=== SELECTION ===

Trump was asked what is his message to young men just days after Kavanaugh and one of his accusers, Christine Blasey Ford, offered gut-wrenching testimony about what she says was the nominee sexually assaulting her as a house party when they were both high schoolers in the early 1980s.
Trump has shown much more empathy for Kavanaugh than Ford, saying the culture of the moment in America is a “scary situation where you’re guilty until proven innocent.”
“That is a very, very difficult standard,” Trump said.
Trump has two daughters and three sons. He also has faced a number of sexual misconduct charges, as well as weathered a political storm created by his comments on the so-called “Access Hollywood” tape on which he is heard bragging about grabbing women by their genitals just because he was famous.
He also told reporters the Kavanaugh drama has been a “rallying cry” for Republicans as the midterm elections near.
“What’s happening here has more to do than even the appointment of a Supreme Court justice,” Trump said, adding he hopes the Senate votes later this week to confirm Kavanaugh as the high court’s ninth justice.
The president’s comments were similar to those of his son, Donald Trump Jr., who told the Daily Mail he was more concerned about how his sons will be affected by the #MeToo movement than his daughters.
“Right now I would say, my sons,” he said. “When the other sides weaponizes against men 40 years later we can bring it up and you did something in high school that no one remembers, and it should disqualify you from ever doing anything ever again, it diminishes the real claims.”
Sen. Mazie Hirono, a Hawaii Democrat who has gained a reputation during Supreme Court nominee Brett Kavanaugh’s confirmation process as a champion of sexual assault survivors, told CNN that the president’s son’s comments stem from a “fear and mistrust of women.”

===

» EXERCISE AIM
Answer these questions using the article about Trump's comments on the Kavanaugh hearings:
1. How many daughters and how many sons does Trump have?
2. What did Trump tell reporters the Kavanaugh drama had become for Republicans?
3. Which outlet did Donald Trump Jr. speak to about his sons and daughters?
The listing has nothing to do with the text above.

=== INFORMATION PROVIDED ===

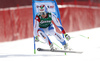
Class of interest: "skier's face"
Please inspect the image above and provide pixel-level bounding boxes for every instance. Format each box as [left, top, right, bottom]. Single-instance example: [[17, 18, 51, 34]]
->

===

» SOLUTION FOR THIS PROBLEM
1. Two daughters and three sons.
2. A "rallying cry."
3. The Daily Mail.